* _INSTRUCTIONS TO FOLLOW_: Once you find the line with "<point>275,200</point>", copy it and every line after it through the end of the entries below, exactly as written.

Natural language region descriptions
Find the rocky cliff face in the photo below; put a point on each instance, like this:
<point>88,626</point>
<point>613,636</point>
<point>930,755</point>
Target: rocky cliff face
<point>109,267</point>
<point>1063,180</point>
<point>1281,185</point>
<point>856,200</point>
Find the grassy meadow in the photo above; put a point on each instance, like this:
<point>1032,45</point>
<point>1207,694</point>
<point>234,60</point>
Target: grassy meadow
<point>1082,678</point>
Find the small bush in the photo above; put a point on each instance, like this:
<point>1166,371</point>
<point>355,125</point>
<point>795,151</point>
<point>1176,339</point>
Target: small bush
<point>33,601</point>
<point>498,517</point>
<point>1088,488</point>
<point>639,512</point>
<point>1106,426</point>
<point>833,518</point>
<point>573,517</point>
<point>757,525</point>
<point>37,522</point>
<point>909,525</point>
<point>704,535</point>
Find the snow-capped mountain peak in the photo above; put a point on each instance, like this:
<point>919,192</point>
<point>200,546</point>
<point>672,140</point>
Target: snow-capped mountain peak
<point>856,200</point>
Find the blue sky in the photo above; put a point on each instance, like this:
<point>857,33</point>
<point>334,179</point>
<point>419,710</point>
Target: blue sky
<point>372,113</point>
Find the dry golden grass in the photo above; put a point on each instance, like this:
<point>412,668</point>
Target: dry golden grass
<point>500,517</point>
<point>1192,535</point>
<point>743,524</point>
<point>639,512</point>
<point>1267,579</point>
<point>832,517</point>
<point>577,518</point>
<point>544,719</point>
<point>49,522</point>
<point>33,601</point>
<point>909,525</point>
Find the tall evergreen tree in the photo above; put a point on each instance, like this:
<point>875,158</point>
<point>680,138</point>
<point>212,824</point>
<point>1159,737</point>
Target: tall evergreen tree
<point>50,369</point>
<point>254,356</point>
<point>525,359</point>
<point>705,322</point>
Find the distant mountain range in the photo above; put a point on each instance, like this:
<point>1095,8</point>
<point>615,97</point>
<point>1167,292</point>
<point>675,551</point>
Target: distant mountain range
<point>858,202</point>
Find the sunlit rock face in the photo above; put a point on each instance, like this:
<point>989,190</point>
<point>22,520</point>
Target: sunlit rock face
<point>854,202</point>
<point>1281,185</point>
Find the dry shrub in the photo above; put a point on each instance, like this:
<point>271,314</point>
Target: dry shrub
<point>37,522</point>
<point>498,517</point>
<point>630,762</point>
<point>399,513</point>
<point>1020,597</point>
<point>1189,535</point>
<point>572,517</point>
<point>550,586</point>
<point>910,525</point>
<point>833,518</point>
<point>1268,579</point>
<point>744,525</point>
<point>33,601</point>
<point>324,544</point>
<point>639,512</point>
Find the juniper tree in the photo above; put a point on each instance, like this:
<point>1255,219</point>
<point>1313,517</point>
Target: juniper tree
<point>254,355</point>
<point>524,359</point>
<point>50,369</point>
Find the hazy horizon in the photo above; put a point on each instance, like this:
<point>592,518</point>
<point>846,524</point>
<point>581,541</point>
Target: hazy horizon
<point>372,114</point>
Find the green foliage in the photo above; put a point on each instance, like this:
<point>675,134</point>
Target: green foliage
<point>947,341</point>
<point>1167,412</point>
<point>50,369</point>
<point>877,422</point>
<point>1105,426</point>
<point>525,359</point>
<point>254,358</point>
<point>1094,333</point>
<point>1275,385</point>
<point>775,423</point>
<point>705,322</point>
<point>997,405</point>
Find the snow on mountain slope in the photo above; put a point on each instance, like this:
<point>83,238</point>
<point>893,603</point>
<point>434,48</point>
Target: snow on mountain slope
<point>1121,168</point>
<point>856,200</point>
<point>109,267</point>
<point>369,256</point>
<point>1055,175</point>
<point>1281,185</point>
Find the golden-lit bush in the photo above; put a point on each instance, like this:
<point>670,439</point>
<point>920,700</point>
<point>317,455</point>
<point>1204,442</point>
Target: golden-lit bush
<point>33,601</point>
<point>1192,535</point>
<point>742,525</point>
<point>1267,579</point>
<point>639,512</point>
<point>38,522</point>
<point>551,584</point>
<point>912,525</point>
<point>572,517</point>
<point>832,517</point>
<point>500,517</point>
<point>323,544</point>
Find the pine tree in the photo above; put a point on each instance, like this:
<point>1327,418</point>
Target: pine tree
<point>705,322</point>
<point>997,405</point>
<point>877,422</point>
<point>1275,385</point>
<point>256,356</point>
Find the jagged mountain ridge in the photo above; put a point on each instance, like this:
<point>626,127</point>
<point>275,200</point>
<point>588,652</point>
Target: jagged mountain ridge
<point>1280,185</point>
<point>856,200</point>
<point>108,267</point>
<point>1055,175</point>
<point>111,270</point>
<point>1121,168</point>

* _SOLUTION TO THIS PROBLEM_:
<point>275,200</point>
<point>588,652</point>
Target: jagged mountain ridge
<point>1280,185</point>
<point>856,200</point>
<point>108,267</point>
<point>1055,175</point>
<point>111,270</point>
<point>1121,168</point>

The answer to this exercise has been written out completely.